**About this task**
In the entries that follow, identify the line containing "[point] every instance of the snow-covered" and return it together with all later lines, exactly as they appear.

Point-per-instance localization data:
────────────────
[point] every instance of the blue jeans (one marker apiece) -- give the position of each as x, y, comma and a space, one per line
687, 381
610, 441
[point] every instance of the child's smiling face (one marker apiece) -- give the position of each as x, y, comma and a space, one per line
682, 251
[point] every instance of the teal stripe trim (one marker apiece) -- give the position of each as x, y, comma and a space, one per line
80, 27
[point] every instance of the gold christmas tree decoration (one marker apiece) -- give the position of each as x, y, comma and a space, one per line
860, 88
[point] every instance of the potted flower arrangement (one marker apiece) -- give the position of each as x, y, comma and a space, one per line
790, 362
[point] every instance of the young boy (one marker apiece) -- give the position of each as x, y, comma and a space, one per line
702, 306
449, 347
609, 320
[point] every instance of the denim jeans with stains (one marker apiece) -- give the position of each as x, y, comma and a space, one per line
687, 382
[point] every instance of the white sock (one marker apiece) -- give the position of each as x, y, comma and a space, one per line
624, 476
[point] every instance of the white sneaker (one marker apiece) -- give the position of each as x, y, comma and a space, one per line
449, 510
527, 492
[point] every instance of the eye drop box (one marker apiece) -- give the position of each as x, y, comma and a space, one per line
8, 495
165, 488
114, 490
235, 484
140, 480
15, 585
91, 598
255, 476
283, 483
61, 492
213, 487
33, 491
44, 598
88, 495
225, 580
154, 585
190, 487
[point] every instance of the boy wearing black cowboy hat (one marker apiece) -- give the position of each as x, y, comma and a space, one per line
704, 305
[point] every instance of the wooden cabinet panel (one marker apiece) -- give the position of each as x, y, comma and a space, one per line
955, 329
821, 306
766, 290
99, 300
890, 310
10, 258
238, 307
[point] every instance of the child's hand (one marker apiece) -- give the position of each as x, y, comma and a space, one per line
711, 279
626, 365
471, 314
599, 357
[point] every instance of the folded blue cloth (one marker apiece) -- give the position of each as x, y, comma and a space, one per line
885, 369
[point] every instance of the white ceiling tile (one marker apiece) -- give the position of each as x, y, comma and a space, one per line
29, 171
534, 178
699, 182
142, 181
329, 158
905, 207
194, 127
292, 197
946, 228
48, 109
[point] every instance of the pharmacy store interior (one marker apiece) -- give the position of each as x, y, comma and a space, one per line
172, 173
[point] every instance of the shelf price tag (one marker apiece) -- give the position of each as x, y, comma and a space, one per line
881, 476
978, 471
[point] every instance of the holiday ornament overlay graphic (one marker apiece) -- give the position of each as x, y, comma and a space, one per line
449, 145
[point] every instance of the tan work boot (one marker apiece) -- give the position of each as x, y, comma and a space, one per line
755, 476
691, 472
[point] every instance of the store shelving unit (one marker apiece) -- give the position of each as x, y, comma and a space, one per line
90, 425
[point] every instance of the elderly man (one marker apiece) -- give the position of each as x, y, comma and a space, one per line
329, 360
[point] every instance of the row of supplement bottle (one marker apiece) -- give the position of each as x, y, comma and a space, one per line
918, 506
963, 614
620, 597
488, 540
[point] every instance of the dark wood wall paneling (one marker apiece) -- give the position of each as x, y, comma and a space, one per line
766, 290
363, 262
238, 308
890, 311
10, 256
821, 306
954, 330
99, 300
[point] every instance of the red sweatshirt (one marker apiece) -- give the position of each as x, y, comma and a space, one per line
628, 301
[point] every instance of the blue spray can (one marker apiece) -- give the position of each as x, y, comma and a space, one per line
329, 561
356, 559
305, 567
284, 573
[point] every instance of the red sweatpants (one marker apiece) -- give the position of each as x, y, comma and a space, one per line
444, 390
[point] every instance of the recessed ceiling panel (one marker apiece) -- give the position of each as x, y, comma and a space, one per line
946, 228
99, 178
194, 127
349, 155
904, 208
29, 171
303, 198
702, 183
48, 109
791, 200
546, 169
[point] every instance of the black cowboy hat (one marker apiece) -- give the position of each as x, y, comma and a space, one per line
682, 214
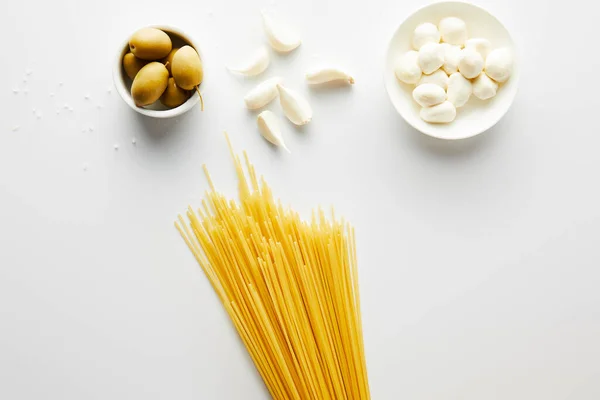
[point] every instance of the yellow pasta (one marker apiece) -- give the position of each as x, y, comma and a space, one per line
289, 286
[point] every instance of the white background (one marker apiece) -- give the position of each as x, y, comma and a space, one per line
479, 260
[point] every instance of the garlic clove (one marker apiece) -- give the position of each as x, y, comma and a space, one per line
325, 75
499, 64
439, 114
484, 87
269, 128
281, 37
407, 68
294, 106
264, 93
255, 65
439, 78
431, 57
459, 89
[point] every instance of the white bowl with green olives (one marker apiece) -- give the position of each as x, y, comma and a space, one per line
158, 72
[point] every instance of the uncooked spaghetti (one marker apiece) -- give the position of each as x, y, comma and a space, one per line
289, 286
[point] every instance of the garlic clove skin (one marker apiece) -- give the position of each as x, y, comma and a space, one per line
431, 57
425, 33
459, 89
256, 65
439, 114
483, 87
429, 94
325, 75
281, 37
439, 78
407, 68
294, 106
269, 128
264, 93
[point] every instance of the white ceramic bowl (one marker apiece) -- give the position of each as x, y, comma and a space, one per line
123, 83
476, 116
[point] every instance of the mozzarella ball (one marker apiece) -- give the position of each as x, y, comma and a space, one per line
499, 64
471, 63
407, 68
482, 46
439, 114
453, 31
459, 89
439, 78
483, 87
425, 33
428, 95
451, 58
431, 57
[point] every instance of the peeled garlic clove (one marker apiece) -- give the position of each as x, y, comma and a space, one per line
425, 33
483, 87
459, 89
407, 68
471, 63
325, 75
281, 37
499, 64
439, 114
453, 30
428, 95
268, 125
451, 58
431, 57
254, 66
439, 78
262, 94
294, 106
482, 46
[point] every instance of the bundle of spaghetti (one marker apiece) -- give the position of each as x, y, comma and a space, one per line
289, 286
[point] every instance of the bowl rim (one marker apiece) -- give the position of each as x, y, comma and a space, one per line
514, 78
119, 80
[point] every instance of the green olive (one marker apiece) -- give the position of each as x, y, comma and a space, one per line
149, 84
174, 96
187, 68
132, 65
150, 44
168, 60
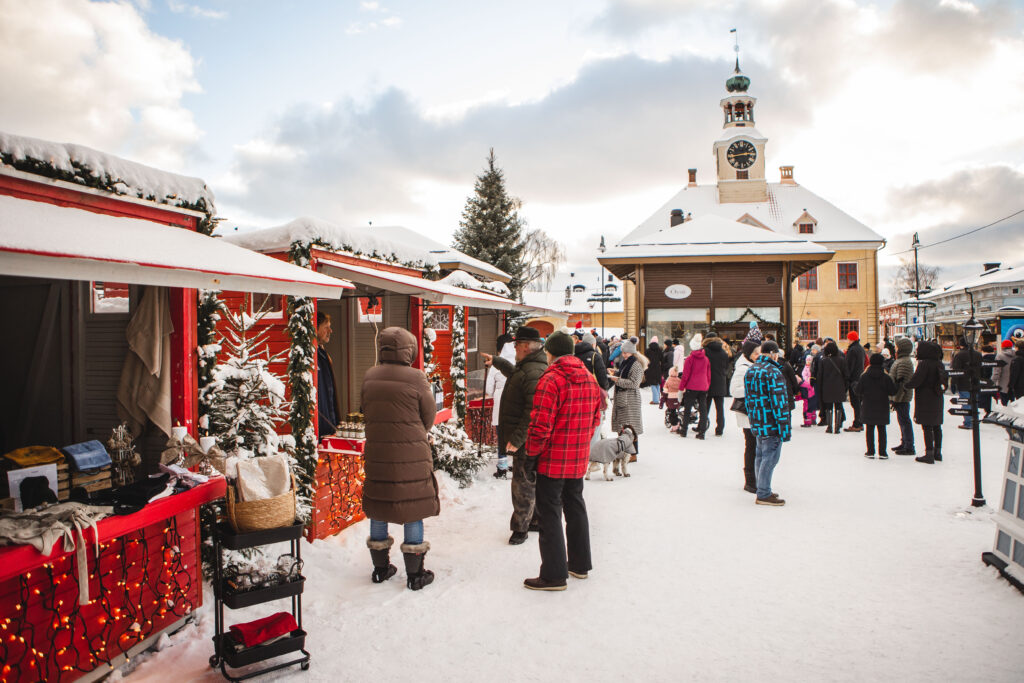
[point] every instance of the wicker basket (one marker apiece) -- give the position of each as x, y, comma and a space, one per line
274, 512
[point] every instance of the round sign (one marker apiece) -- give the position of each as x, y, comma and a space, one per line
678, 291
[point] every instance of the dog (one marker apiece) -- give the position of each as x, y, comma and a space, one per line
614, 453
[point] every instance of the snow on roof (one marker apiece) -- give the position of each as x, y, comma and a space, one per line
365, 242
443, 253
85, 166
785, 204
709, 235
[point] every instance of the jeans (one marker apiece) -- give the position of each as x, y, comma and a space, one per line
967, 418
414, 531
905, 426
768, 451
554, 497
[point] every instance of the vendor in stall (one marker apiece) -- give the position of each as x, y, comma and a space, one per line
327, 390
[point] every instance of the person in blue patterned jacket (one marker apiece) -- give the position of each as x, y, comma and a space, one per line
768, 410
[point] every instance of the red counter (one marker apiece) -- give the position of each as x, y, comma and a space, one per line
147, 577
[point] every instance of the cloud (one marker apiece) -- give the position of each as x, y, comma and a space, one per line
195, 10
94, 74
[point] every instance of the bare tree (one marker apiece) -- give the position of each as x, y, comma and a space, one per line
903, 279
542, 257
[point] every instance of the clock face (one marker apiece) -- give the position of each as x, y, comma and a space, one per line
741, 155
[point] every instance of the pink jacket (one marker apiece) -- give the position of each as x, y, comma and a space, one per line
696, 372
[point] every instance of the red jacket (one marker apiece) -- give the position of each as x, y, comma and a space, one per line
696, 372
566, 409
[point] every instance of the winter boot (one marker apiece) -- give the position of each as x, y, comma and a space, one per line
416, 575
380, 554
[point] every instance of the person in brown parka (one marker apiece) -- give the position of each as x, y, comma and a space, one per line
399, 486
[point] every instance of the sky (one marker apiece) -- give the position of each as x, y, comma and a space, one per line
906, 114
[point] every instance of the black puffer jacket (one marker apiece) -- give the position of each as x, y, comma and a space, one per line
929, 384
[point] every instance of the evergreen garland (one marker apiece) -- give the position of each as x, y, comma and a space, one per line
458, 371
302, 330
491, 228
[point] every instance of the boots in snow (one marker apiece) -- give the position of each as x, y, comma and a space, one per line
416, 575
380, 554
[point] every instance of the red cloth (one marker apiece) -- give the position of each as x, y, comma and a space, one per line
696, 372
262, 630
566, 409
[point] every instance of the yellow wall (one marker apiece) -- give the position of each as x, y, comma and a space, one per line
828, 304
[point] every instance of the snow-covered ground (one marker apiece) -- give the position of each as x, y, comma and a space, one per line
870, 571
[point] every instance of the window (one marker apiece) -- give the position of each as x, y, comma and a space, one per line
847, 275
808, 281
807, 330
846, 327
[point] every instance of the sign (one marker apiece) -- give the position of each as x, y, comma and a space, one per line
678, 291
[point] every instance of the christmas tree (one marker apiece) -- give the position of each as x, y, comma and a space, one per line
491, 228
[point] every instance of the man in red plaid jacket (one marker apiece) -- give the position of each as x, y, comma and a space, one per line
566, 410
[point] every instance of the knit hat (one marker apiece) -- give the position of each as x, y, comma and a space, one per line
────────────────
**Output of the task**
[point] every instance of the snow-covered ground (one marker apiece) -- give the position of each as x, y, comma and a space, one per line
870, 571
[point] every instance of the window (one marker apiece) -- give the position of each as x, y, comma and a space, one per line
847, 275
808, 281
807, 330
846, 327
[point] every instance of the sign (one marker apiece) -- give the position of each as x, y, comma and a space, one per line
678, 291
[point] every instance of the christmas tree (one marker apiece) -- give the position of each as x, y, comma and a space, one per line
491, 228
[point] every instance of the man in red plaid jacket (one marker apiece) -- give the position of each as x, y, comma and a space, one per line
566, 410
[point] every instance of the knit hat (one marker apiece) -- give the position of each as x, y, comma and a space, one per line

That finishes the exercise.